_Exercise goal:_
Each entry below must be given again word for word, with no pictures.

═══ Task input ═══

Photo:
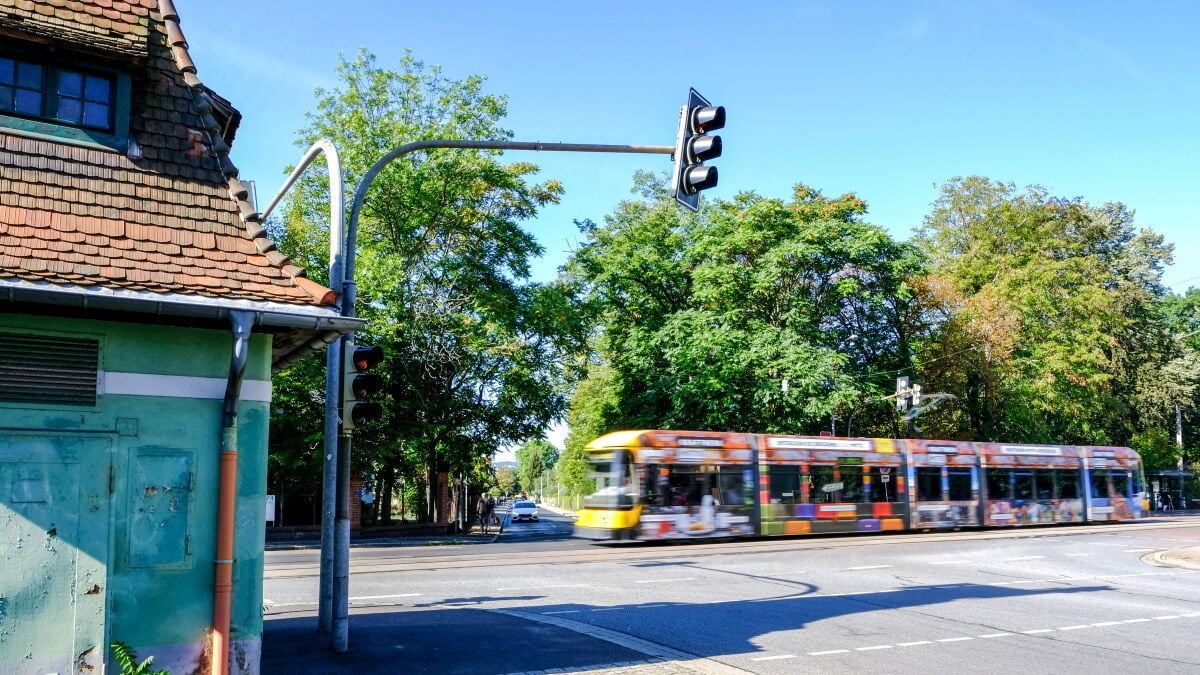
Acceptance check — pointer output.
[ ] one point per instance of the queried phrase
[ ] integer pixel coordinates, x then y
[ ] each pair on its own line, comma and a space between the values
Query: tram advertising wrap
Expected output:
659, 484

═══

_The completed task:_
Photo:
Acceptance check — pointer output.
[ ] one point per instance of the queried phrase
[ ] integer pixel coordinates, x then y
[ ] each pair on its own line, comma and a space between the values
Query: tram advertising wrap
Expected output:
659, 484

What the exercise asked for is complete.